What you are asked to do: Print every entry below again exactly as written, skipping the pictures.
━━━━━ Exercise material
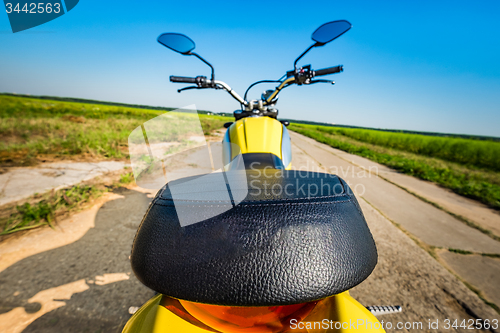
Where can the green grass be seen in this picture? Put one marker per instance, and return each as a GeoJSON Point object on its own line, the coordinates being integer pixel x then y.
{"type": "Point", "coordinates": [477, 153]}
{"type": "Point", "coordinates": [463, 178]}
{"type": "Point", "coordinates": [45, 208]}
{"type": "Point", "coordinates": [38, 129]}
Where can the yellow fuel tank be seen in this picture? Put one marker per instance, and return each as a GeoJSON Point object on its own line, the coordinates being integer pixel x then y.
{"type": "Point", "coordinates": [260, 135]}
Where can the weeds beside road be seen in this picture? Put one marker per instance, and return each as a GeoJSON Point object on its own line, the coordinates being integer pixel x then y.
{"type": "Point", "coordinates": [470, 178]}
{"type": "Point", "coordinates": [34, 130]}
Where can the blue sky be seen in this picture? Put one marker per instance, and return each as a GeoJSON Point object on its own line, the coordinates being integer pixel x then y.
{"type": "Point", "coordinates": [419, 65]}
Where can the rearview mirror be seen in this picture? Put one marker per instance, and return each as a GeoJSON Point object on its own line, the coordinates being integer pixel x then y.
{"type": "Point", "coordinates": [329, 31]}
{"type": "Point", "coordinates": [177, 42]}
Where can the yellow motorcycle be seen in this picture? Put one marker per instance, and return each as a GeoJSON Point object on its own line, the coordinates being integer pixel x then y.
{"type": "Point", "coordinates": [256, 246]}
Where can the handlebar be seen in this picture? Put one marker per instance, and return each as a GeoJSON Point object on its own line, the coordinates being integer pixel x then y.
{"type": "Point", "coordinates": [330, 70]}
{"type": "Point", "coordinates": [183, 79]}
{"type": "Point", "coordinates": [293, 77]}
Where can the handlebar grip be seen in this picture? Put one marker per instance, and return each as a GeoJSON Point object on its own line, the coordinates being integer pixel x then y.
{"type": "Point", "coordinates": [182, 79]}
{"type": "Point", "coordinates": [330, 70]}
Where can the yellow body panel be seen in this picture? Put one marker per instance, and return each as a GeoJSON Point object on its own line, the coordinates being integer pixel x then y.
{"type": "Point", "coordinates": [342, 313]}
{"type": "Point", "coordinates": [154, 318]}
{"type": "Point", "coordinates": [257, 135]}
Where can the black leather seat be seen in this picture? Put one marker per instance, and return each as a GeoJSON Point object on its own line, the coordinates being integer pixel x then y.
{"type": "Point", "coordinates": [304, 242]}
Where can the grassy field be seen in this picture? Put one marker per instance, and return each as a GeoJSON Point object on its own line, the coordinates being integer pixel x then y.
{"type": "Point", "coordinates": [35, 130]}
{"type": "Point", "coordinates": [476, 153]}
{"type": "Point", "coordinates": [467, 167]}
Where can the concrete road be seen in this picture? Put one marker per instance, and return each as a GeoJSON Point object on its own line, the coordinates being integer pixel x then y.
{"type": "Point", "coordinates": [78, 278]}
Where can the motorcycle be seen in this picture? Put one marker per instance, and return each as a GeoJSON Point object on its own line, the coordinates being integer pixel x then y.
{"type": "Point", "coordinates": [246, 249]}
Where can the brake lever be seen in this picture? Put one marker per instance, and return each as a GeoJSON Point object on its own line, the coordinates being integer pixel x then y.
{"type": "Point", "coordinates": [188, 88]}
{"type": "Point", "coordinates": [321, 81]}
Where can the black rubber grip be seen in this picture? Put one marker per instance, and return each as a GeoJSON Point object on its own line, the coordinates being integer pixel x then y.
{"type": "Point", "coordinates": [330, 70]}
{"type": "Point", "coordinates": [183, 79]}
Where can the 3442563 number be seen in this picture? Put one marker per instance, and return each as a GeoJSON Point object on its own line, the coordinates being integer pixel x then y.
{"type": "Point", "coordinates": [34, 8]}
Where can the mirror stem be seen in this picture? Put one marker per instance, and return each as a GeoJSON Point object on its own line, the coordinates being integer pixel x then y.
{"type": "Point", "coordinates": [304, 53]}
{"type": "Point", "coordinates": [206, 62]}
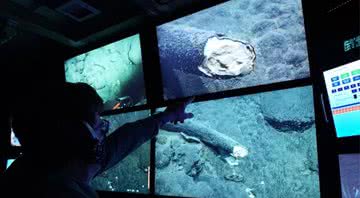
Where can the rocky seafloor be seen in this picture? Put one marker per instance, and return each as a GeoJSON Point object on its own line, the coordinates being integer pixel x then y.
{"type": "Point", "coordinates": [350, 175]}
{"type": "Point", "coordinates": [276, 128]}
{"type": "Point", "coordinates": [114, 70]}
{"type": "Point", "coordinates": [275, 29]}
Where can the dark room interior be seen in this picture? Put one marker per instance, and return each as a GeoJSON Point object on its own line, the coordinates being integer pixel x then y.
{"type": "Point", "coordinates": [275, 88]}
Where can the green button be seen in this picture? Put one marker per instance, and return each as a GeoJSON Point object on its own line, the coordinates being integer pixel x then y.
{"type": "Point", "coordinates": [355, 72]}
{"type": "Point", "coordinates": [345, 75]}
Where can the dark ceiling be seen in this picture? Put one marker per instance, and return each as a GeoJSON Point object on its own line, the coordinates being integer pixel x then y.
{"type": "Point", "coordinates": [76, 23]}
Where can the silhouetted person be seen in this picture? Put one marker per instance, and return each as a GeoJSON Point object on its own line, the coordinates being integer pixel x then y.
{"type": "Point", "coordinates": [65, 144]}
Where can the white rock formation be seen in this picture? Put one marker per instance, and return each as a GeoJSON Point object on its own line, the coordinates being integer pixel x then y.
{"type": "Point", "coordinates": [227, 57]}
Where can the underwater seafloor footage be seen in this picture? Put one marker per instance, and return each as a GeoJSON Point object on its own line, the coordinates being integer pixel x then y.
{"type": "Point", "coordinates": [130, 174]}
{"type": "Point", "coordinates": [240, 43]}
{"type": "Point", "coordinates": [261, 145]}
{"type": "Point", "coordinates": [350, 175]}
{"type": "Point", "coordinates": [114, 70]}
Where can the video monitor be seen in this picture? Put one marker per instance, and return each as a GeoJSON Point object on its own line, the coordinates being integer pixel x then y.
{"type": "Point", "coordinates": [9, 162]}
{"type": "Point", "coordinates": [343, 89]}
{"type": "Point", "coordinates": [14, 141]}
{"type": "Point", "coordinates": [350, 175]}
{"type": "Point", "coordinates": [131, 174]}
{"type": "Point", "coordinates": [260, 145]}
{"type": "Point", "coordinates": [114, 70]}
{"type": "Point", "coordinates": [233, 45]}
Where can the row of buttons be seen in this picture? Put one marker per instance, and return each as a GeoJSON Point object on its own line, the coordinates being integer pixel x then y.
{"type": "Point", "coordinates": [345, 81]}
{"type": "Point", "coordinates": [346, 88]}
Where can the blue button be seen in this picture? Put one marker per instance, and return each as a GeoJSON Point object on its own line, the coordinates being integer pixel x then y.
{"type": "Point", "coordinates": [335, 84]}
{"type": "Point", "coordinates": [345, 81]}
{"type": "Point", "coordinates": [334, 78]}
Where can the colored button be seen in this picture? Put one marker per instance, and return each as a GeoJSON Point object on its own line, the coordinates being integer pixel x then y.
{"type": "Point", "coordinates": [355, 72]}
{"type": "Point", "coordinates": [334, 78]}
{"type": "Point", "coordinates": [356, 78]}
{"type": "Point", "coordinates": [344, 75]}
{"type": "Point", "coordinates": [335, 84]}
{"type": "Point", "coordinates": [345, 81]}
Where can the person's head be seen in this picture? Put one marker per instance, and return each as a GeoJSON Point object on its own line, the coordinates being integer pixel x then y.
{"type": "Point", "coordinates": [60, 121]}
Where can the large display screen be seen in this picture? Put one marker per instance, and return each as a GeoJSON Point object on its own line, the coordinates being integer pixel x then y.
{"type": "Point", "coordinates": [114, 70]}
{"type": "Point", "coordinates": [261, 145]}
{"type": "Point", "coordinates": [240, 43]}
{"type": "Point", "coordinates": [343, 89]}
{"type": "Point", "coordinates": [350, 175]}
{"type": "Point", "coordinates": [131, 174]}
━━━━━━━━━━
Answer space:
Where can the green grass be seen in this picture? Put one marker per instance, and return each as a GeoJSON Point object on its own line, the coordinates being integer pixel x then y.
{"type": "Point", "coordinates": [477, 153]}
{"type": "Point", "coordinates": [463, 178]}
{"type": "Point", "coordinates": [45, 208]}
{"type": "Point", "coordinates": [38, 129]}
Where can the yellow fuel tank be seen in this picture? Put one marker per instance, and return each as a GeoJSON Point object on its own line, the coordinates being integer pixel x then y.
{"type": "Point", "coordinates": [260, 135]}
Where can the weeds beside road be seen in this picture? Put one marker per instance, and return each as a GeoJSON Point object on its own line, the coordinates being integer pixel x then y.
{"type": "Point", "coordinates": [470, 178]}
{"type": "Point", "coordinates": [34, 130]}
Where can the blue sky be seen in this picture? Put one marker per instance, and return each as a GeoJSON Point object on its own line, the coordinates being integer pixel x then y.
{"type": "Point", "coordinates": [419, 65]}
Where can the rearview mirror be seen in this picture? Put one marker per instance, and return each as a GeoJSON Point object on its own line, the coordinates being integer pixel x then y.
{"type": "Point", "coordinates": [329, 31]}
{"type": "Point", "coordinates": [177, 42]}
Where can the yellow motorcycle be seen in this picture? Put one marker per instance, and return each as a GeoJSON Point object on its own line, the coordinates being integer pixel x then y.
{"type": "Point", "coordinates": [256, 246]}
Where can the handlebar be seen in this picture? Put one marker per instance, and return each as a GeoJSON Point object on its own line, the coordinates being integer pixel x then y.
{"type": "Point", "coordinates": [330, 70]}
{"type": "Point", "coordinates": [183, 79]}
{"type": "Point", "coordinates": [293, 77]}
Where can the handlebar grip be seen in this picture? Put one marker per instance, and return each as a GeoJSON Point object on its own line, the coordinates being integer pixel x then y.
{"type": "Point", "coordinates": [182, 79]}
{"type": "Point", "coordinates": [330, 70]}
Where can the yellow body panel be seen in this picture? Put one marker per instance, and return each as a GeoJSON Point object on its own line, the coordinates being integer pixel x then y.
{"type": "Point", "coordinates": [342, 313]}
{"type": "Point", "coordinates": [154, 318]}
{"type": "Point", "coordinates": [257, 135]}
Where can the black leather seat be seen in this picture? Put one marker per instance, and return each as a GeoJSON Point object on its own line, the coordinates being integer pixel x then y.
{"type": "Point", "coordinates": [304, 242]}
Where can the grassy field be seen in this picture? Put one marker per instance, and return each as a GeoJSON Point object on its own line, the coordinates being integer pixel x then y.
{"type": "Point", "coordinates": [35, 130]}
{"type": "Point", "coordinates": [476, 153]}
{"type": "Point", "coordinates": [467, 167]}
Where can the concrete road be seen in this picture? Put one marker per instance, and return each as a GeoJSON Point object on its own line, the coordinates being integer pixel x then y.
{"type": "Point", "coordinates": [78, 278]}
Where can the motorcycle be seen in this picture? Put one marker per instance, and return each as a GeoJSON Point object on its own line, the coordinates being integer pixel x then y.
{"type": "Point", "coordinates": [246, 249]}
Where can the brake lever be seen in this picture? Put one marker per instance, and return each as a GeoJSON Point object on its own line, the coordinates being integer pixel x then y.
{"type": "Point", "coordinates": [188, 88]}
{"type": "Point", "coordinates": [321, 81]}
Where can the black rubber grip be seen in this picture? Put one marker per instance, and return each as a GeoJSON Point object on its own line, the coordinates being integer pixel x then y.
{"type": "Point", "coordinates": [330, 70]}
{"type": "Point", "coordinates": [183, 79]}
Where can the 3442563 number be seen in this picture? Put one marker per instance, and return each as a GeoJSON Point object on its own line, the coordinates being integer pixel x then y.
{"type": "Point", "coordinates": [34, 8]}
Where can the mirror stem be seen in this picture? Put one marker per instance, and return each as a GeoJSON Point object on its own line, the coordinates being integer pixel x then y.
{"type": "Point", "coordinates": [304, 53]}
{"type": "Point", "coordinates": [206, 62]}
Where can the rocky seafloor be seen in this picture? Put one marker per instance, and return each as a GeoJSON Point object on its own line, the coordinates being integer pixel x then y.
{"type": "Point", "coordinates": [350, 175]}
{"type": "Point", "coordinates": [276, 128]}
{"type": "Point", "coordinates": [114, 70]}
{"type": "Point", "coordinates": [275, 29]}
Where can the dark room interior be seen in this picture? Put one marker per instance, and return each as a GeoJSON Point object on its own line, the coordinates being integer pixel x then y.
{"type": "Point", "coordinates": [275, 88]}
Where can the green button be seen in this picture? Put one marker per instance, and return each as a GeoJSON Point object on its own line, the coordinates being integer pixel x then y.
{"type": "Point", "coordinates": [355, 72]}
{"type": "Point", "coordinates": [345, 75]}
Where can the dark ceiling be seen in this picture? Put one marker per instance, and return each as a GeoJSON Point object on its own line, the coordinates being integer pixel x then y.
{"type": "Point", "coordinates": [76, 23]}
Where can the silhouetted person be seen in this picture? Put one marker per instance, and return each as a GeoJSON Point object on its own line, the coordinates being integer pixel x then y.
{"type": "Point", "coordinates": [65, 144]}
Where can the white rock formation be seen in this picture? Put one marker per instance, and return each as a GeoJSON Point object on its own line, the coordinates being integer pixel x then y.
{"type": "Point", "coordinates": [227, 57]}
Where can the underwater seafloor footage be seen in this picture? Put one marker per instance, and return each as a GeoJSON Point object on its own line, the coordinates being integer pixel x then y.
{"type": "Point", "coordinates": [130, 174]}
{"type": "Point", "coordinates": [240, 43]}
{"type": "Point", "coordinates": [261, 145]}
{"type": "Point", "coordinates": [350, 175]}
{"type": "Point", "coordinates": [114, 70]}
Where can the video monitor be seen in this picture? Put one marker per instance, and return each as a GeoJSON Point object on its own line, the coordinates being integer pixel x then y.
{"type": "Point", "coordinates": [9, 162]}
{"type": "Point", "coordinates": [343, 89]}
{"type": "Point", "coordinates": [14, 141]}
{"type": "Point", "coordinates": [350, 175]}
{"type": "Point", "coordinates": [131, 174]}
{"type": "Point", "coordinates": [260, 145]}
{"type": "Point", "coordinates": [114, 70]}
{"type": "Point", "coordinates": [233, 45]}
Where can the row of buttons be seen in this picture? Put one marker per instance, and return each as a GeoJSON Point object on its own line, the coordinates being integer pixel x then y.
{"type": "Point", "coordinates": [345, 81]}
{"type": "Point", "coordinates": [346, 88]}
Where can the blue button be seen in this picture? Put one marker per instance, and return each as a GeoJSON Point object on its own line, the coordinates being integer pixel x then y.
{"type": "Point", "coordinates": [335, 84]}
{"type": "Point", "coordinates": [345, 81]}
{"type": "Point", "coordinates": [334, 78]}
Where can the colored button be seen in this picture? Put one marker per instance, and return each as a GeoJSON Point object on its own line, the coordinates being integer pixel x then y.
{"type": "Point", "coordinates": [355, 72]}
{"type": "Point", "coordinates": [334, 78]}
{"type": "Point", "coordinates": [356, 78]}
{"type": "Point", "coordinates": [344, 75]}
{"type": "Point", "coordinates": [335, 84]}
{"type": "Point", "coordinates": [345, 81]}
Where can the person's head be seen in this picture? Put one marker per instance, and return each as a GeoJSON Point object on its own line, the coordinates being integer pixel x then y.
{"type": "Point", "coordinates": [60, 121]}
Where can the large display screen be seen in this picture? Put one marker per instance, and return each as a GeoJSON Point object on its own line, the coordinates being integer pixel x then y.
{"type": "Point", "coordinates": [114, 70]}
{"type": "Point", "coordinates": [261, 145]}
{"type": "Point", "coordinates": [240, 43]}
{"type": "Point", "coordinates": [343, 89]}
{"type": "Point", "coordinates": [350, 175]}
{"type": "Point", "coordinates": [131, 174]}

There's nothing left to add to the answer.